**What to do**
Among the lines of the material, copy those that hold the string "below".
==== Source data ====
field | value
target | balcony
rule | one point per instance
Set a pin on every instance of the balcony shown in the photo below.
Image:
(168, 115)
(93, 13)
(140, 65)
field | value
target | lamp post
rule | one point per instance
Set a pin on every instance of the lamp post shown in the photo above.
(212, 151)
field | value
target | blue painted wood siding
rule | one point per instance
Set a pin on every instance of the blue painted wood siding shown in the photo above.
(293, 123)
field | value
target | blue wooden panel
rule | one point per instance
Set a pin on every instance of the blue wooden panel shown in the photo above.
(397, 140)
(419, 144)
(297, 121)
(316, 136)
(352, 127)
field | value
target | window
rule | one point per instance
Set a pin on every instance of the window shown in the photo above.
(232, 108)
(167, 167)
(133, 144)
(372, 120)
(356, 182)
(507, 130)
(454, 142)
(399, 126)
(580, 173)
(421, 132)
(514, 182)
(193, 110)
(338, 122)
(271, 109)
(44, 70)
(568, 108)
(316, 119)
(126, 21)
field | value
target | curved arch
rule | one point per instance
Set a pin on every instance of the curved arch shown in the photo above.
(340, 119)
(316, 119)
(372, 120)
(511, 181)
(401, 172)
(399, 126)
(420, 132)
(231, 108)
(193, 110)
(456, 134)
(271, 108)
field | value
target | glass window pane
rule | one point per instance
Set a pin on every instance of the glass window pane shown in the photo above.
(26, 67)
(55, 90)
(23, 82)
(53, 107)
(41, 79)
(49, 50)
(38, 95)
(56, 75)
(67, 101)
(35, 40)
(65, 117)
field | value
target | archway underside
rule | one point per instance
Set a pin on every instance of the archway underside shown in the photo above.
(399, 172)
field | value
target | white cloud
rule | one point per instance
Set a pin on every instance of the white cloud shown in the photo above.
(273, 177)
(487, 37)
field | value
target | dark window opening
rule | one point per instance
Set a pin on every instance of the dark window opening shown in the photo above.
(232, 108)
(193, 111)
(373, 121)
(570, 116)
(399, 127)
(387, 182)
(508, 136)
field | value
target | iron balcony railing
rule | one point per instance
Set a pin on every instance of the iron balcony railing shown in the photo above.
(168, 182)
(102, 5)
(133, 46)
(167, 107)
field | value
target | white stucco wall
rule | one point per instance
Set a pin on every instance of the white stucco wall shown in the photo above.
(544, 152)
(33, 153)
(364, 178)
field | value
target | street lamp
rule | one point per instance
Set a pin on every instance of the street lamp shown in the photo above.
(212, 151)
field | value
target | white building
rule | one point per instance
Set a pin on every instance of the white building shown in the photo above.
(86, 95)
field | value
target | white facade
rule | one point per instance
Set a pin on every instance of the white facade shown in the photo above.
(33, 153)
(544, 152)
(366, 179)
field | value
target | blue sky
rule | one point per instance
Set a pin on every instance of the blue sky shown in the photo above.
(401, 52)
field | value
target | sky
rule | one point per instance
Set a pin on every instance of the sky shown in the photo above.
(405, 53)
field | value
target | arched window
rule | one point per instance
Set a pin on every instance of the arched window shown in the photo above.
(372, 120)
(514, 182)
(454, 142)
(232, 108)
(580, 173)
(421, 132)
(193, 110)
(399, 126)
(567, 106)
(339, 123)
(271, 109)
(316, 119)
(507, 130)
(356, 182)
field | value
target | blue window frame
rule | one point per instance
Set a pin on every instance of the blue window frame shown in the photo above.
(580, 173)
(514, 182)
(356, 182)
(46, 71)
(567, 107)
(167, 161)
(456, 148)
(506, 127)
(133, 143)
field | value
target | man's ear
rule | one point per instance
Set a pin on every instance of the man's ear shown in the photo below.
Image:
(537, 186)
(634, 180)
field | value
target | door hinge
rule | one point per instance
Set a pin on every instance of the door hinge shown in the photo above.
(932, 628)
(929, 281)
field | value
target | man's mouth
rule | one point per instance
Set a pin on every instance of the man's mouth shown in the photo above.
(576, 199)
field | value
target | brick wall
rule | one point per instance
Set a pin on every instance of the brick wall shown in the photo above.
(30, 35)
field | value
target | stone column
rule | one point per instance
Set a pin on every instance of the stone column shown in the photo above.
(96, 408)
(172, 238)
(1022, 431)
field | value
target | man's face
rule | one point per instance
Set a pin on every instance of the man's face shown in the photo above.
====
**Response for this exercise**
Set a pin on every instance of the balcony shown in the photo below.
Set a pin on every instance of the man's ear shown in the photo below.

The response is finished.